# [Perintah tugas]
Salin bagian teks tentang kebijakan burden sharing Bank Indonesia, mulai dari "Lebih lanjut, Bhima" dan berakhir pada "yang dianggap problematik.".

# [Teks sumber]
------------------------------------------------

Bank Indonesia (BI) kembali menerapkan skema burden sharing dengan membeli Surat Berharga Negara (SBN) di pasar sekunder senilai Rp 200 triliun. Langkah ini diambil untuk mendukung program prioritas Presiden Prabowo Subianto. BI mengklaim kebijakan ini bertujuan meringankan beban biaya program ekonomi kerakyatan Asta Cita dan menjaga stabilitas ekonomi melalui sinergi kebijakan fiskal dan moneter.
Namun, kebijakan ini menuai kritik. Direktur Eksekutif CELIOS, Bhima Yudhistira Adhinegara, menilai burden sharing ini mengancam independensi BI. Bhima berpendapat, BI kini serupa dengan Dewan Moneter era Orde Baru, di mana kebijakan moneter harus selaras dengan kehendak pemerintah. Independensi BI, yang baru diraih pada tahun 1999, terancam sirna.
Lebih lanjut, Bhima mengingatkan risiko inflasi akibat peningkatan jumlah uang yang beredar. Jika lonjakan uang beredar tidak diimbangi dengan peningkatan permintaan riil di pasar, inflasi tak terhindarkan.
Reputasi fiskal Indonesia juga berada di ujung tanduk. Jika skema burden sharing terus digunakan untuk membiayai program-program bermasalah, kredibilitas pemerintah berpotensi merosot. Rating utang pemerintah (sovereign bond rating) bahkan terancam diturunkan, terutama jika BI membiayai program yang dianggap problematik.
Bhima juga mempertanyakan penerapan burden sharing di luar masa krisis. Padahal, sebelumnya, skema ini diterapkan saat pandemi COVID-19. Pertanyaannya, apakah pemerintah dan BI menganggap kondisi saat ini sebagai krisis?

------------------------------------------------

# [Data]

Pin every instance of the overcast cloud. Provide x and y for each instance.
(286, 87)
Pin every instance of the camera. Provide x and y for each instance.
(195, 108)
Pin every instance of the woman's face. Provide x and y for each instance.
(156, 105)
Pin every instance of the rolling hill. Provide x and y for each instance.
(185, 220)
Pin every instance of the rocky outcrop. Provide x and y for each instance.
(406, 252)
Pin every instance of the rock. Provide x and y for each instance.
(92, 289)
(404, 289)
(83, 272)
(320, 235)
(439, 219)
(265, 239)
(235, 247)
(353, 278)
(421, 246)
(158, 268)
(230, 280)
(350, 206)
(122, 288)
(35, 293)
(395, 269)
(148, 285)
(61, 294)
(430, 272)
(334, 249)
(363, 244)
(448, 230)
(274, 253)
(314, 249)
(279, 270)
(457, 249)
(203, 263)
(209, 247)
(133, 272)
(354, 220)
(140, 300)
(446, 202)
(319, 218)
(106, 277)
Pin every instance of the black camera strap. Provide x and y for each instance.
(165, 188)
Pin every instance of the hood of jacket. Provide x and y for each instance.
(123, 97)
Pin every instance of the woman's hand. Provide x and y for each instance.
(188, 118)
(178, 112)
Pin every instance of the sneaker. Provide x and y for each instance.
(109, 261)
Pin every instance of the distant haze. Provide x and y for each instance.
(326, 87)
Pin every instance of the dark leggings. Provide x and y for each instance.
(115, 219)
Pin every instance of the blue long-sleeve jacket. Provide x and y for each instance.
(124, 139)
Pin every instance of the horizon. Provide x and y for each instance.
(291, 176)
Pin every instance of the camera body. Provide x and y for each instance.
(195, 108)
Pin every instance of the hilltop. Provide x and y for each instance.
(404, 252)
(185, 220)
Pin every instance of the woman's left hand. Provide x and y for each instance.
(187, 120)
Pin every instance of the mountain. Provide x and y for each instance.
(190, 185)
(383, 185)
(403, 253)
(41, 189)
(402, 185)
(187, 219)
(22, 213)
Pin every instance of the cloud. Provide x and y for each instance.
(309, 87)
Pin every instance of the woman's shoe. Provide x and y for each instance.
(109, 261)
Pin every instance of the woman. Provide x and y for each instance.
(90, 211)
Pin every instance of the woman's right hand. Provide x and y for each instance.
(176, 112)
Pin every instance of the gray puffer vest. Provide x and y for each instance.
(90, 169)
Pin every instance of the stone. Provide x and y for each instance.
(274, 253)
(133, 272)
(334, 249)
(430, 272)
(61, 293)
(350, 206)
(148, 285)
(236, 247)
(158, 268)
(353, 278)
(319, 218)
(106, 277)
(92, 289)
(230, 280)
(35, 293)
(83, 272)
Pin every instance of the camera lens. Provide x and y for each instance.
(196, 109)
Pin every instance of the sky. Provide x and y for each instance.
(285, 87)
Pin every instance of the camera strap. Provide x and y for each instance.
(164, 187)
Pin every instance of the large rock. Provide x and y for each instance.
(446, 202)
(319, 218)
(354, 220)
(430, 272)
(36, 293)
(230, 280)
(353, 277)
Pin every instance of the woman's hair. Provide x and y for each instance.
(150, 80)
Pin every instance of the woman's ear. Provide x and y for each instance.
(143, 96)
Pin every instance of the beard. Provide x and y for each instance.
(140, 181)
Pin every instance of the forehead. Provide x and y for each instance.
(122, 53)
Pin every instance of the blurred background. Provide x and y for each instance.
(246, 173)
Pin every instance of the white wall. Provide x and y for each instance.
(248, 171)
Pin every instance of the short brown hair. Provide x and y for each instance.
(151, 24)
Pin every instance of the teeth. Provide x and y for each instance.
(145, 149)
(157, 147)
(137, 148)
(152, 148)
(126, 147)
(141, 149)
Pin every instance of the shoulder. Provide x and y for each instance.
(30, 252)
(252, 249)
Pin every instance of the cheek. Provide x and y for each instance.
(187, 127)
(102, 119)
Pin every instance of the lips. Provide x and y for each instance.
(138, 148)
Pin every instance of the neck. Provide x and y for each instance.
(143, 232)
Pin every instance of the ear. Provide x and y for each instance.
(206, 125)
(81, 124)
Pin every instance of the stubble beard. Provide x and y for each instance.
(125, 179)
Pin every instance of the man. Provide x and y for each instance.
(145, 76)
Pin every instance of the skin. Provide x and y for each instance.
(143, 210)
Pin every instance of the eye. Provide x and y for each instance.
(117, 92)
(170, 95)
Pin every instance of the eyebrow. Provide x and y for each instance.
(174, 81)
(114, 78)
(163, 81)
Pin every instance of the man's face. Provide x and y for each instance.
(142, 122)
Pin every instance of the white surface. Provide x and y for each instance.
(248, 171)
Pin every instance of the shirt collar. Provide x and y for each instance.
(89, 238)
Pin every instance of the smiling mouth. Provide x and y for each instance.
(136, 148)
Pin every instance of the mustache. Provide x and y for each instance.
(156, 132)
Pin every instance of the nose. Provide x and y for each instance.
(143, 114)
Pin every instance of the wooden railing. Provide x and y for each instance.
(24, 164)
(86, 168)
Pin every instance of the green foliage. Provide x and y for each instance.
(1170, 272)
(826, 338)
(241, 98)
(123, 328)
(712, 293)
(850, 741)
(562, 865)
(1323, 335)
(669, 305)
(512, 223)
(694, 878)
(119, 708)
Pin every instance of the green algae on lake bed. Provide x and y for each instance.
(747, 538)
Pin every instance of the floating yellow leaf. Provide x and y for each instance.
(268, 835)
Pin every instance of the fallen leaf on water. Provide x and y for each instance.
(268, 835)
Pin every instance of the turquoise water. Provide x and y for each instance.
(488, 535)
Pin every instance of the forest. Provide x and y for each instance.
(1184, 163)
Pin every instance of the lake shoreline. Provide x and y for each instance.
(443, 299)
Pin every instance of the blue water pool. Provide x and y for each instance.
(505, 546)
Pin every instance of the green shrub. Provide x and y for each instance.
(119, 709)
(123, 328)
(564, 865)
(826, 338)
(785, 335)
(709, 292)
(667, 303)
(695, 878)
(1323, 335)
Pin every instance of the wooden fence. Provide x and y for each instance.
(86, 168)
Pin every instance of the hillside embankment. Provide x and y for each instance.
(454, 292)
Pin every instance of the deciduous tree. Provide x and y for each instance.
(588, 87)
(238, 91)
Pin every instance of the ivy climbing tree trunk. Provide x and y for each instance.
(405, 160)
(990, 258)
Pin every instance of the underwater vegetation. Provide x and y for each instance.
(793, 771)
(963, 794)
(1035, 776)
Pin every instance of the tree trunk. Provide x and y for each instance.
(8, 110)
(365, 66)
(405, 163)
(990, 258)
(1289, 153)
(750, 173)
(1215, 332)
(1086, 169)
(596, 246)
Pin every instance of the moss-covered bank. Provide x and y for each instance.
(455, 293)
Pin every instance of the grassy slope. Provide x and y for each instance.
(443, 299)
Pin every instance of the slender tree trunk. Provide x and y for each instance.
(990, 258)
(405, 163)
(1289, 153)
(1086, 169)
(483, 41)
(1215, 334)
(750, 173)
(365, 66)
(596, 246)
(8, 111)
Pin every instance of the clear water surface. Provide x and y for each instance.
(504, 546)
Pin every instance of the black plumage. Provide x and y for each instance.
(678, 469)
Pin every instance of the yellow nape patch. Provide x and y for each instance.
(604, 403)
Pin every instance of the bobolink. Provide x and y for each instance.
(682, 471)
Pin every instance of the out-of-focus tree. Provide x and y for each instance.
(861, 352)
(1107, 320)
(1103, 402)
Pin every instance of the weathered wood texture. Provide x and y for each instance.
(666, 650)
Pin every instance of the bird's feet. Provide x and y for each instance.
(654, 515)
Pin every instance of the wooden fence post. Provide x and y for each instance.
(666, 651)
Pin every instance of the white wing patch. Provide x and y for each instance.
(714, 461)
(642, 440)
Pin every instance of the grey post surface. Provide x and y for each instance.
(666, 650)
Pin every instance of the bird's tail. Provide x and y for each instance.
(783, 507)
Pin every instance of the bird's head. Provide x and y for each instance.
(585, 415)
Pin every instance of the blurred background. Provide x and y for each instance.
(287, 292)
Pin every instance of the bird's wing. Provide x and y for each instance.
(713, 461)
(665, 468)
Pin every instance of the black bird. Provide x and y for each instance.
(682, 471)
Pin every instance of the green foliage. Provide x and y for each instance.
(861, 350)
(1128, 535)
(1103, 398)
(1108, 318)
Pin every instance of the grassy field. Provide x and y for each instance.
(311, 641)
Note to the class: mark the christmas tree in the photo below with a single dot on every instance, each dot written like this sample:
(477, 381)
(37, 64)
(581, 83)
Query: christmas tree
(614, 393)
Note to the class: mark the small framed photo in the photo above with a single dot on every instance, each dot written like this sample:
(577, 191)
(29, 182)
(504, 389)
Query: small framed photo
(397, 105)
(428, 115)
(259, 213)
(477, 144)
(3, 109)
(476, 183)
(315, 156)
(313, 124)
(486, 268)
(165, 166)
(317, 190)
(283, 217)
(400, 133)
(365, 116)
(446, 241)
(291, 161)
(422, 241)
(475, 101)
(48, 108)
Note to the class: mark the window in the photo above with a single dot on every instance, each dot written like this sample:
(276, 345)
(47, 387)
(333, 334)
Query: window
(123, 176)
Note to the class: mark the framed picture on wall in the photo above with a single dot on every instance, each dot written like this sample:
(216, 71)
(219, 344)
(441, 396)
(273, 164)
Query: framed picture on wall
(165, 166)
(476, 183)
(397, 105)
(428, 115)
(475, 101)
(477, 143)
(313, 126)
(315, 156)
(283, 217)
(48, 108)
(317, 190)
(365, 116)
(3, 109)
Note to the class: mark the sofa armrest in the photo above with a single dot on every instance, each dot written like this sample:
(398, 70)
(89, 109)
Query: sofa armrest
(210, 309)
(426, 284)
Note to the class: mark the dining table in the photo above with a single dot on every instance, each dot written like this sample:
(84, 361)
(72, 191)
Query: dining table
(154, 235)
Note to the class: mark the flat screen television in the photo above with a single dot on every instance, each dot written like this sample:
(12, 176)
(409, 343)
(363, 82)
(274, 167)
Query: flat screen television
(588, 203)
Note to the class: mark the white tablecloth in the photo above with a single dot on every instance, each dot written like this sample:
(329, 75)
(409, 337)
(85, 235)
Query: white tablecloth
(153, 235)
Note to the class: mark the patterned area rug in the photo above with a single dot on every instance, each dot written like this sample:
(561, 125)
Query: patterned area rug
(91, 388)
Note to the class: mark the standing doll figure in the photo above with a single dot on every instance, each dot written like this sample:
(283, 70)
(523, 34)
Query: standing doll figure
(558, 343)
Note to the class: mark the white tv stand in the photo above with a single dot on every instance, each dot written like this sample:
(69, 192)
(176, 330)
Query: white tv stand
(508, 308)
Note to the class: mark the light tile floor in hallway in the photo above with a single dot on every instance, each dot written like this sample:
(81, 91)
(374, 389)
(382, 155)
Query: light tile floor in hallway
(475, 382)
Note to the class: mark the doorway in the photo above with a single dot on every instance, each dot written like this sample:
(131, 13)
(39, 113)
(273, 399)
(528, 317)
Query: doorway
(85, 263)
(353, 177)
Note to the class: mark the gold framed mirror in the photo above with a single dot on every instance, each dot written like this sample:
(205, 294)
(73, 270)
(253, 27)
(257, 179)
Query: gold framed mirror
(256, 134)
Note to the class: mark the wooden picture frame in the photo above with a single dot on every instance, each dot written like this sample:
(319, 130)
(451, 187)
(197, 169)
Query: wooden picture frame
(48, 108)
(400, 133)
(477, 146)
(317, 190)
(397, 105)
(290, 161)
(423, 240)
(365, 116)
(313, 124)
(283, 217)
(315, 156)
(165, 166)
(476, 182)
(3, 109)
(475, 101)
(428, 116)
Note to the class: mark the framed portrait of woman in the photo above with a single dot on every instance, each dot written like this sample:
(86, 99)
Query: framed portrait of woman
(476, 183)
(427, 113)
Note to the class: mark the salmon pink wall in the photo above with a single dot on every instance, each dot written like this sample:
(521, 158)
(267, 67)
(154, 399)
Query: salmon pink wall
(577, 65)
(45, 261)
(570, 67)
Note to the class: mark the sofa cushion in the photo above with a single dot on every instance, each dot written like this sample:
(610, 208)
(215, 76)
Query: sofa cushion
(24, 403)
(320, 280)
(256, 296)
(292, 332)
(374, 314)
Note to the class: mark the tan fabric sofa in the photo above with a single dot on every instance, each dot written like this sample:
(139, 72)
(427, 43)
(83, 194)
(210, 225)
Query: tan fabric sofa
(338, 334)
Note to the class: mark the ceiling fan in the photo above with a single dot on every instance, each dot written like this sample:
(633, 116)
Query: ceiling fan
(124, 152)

------------------------------------------------

# [Hasil tugas]
Lebih lanjut, Bhima mengingatkan risiko inflasi akibat peningkatan jumlah uang yang beredar. Jika lonjakan uang beredar tidak diimbangi dengan peningkatan permintaan riil di pasar, inflasi tak terhindarkan.
Reputasi fiskal Indonesia juga berada di ujung tanduk. Jika skema burden sharing terus digunakan untuk membiayai program-program bermasalah, kredibilitas pemerintah berpotensi merosot. Rating utang pemerintah (sovereign bond rating) bahkan terancam diturunkan, terutama jika BI membiayai program yang dianggap problematik.